* **Stated exercise**
Starting from the line containing "the front alloy", write out the rest of the entries exactly, through the final line, including nothing else.

⁂

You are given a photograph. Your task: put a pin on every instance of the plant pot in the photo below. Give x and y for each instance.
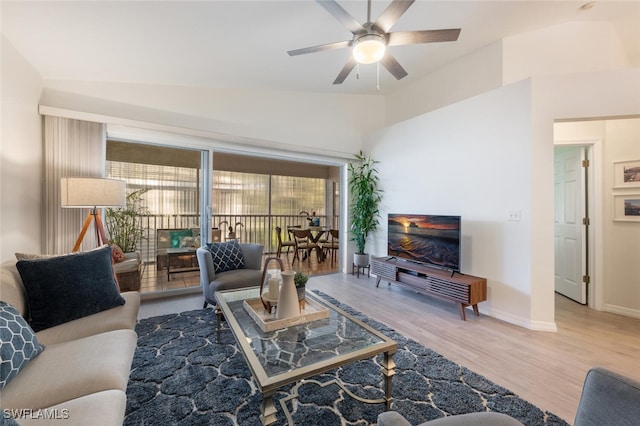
(361, 260)
(301, 293)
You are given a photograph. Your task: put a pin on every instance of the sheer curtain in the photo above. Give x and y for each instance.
(71, 148)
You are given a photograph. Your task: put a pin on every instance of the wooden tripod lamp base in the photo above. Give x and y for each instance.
(101, 235)
(86, 192)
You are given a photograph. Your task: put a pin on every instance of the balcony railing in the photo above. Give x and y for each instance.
(248, 228)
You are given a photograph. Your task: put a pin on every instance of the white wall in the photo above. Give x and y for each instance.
(469, 159)
(20, 156)
(562, 49)
(490, 154)
(620, 286)
(471, 75)
(326, 122)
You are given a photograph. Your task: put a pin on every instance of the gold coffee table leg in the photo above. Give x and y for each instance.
(388, 370)
(268, 409)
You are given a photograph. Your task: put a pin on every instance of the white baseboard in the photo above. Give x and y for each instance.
(523, 322)
(621, 310)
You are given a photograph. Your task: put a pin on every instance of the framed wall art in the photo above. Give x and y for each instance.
(626, 174)
(626, 207)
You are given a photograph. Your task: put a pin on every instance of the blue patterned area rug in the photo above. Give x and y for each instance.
(182, 376)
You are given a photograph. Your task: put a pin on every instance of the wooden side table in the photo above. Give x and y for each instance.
(356, 269)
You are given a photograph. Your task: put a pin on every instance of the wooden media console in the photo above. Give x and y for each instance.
(464, 290)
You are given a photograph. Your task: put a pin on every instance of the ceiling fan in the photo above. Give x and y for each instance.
(370, 39)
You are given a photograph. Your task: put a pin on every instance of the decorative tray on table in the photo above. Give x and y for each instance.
(312, 311)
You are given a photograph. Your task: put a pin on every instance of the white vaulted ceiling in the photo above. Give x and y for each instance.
(243, 44)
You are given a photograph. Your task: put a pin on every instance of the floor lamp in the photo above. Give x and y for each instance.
(92, 193)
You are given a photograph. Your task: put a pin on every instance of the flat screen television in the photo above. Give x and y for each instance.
(430, 239)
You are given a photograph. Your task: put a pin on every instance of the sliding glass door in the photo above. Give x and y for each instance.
(168, 183)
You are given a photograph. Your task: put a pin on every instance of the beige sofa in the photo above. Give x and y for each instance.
(81, 376)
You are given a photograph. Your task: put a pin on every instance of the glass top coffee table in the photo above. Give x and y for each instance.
(295, 353)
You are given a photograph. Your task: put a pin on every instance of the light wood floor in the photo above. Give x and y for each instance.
(544, 368)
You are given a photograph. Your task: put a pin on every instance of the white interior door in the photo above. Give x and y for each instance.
(570, 250)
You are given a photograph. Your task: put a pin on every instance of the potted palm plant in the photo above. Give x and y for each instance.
(124, 225)
(364, 212)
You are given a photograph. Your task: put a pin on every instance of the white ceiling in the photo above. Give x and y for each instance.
(243, 44)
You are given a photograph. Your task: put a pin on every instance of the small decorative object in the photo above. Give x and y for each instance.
(300, 279)
(274, 288)
(626, 174)
(626, 207)
(272, 281)
(288, 305)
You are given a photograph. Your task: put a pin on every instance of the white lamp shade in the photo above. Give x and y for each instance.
(78, 192)
(369, 49)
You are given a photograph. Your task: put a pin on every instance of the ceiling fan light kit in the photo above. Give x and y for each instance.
(369, 49)
(371, 38)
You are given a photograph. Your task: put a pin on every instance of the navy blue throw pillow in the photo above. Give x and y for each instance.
(226, 256)
(64, 288)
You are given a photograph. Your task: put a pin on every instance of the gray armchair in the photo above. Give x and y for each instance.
(250, 276)
(608, 399)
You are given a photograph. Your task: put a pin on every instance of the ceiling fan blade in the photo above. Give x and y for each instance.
(427, 36)
(392, 13)
(350, 65)
(320, 48)
(393, 66)
(342, 15)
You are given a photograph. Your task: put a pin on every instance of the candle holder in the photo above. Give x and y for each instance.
(271, 299)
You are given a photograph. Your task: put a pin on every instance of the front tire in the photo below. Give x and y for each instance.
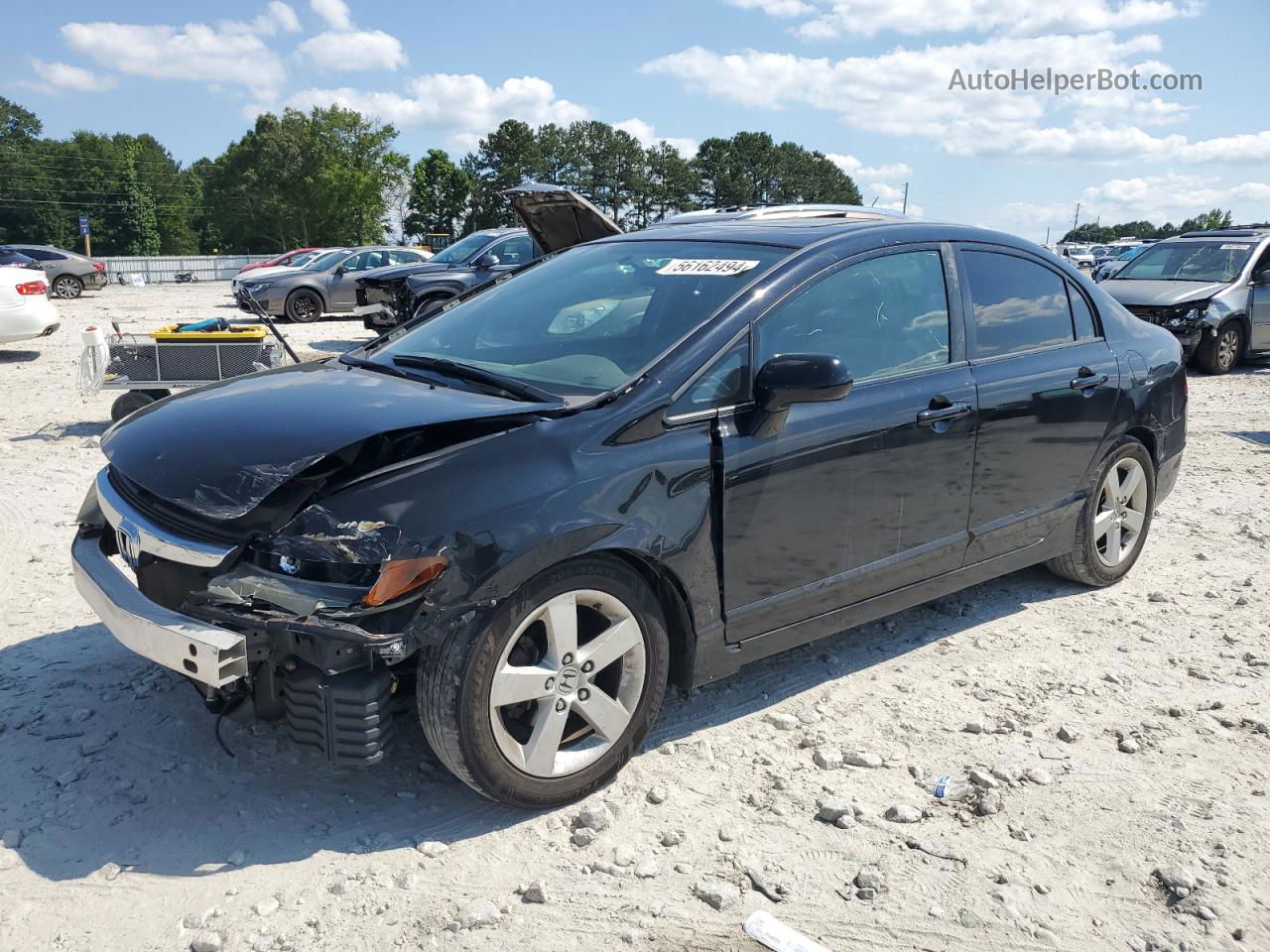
(1220, 353)
(1111, 529)
(67, 287)
(304, 306)
(552, 698)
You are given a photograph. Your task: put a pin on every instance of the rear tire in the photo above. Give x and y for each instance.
(304, 306)
(1220, 353)
(492, 737)
(1111, 529)
(67, 287)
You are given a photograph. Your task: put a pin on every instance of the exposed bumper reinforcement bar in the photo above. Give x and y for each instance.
(207, 654)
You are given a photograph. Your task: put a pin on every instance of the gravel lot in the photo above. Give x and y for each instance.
(1120, 740)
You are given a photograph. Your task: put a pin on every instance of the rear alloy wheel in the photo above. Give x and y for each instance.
(1218, 354)
(553, 697)
(1112, 525)
(304, 306)
(67, 287)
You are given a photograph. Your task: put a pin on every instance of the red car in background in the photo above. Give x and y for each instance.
(281, 261)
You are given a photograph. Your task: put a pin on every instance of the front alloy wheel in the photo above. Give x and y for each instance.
(1121, 512)
(557, 706)
(556, 689)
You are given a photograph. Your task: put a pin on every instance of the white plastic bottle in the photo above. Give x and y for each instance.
(949, 788)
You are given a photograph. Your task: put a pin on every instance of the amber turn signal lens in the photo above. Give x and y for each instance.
(404, 575)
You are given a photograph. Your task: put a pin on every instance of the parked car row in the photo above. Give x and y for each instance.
(630, 465)
(67, 273)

⁂

* **Expected answer**
You are given a photograph. Your task: put a pin on every instance of the front alloy wheel in the photo above. Give x and y for each instance.
(1121, 512)
(557, 706)
(556, 689)
You are given a photograph. Your task: put a pin on every instance of the white plastic bottle in the photo above. Give x and y for each instance.
(949, 788)
You are given a photograph. Your task: put a pin on every instance of the amber turn signal lens in the photo above. Give x and y for each instance.
(404, 575)
You are given a photograph. Your task: put a pin on every instance of the parked car row in the photo above. Give x and y for each instance.
(630, 465)
(67, 273)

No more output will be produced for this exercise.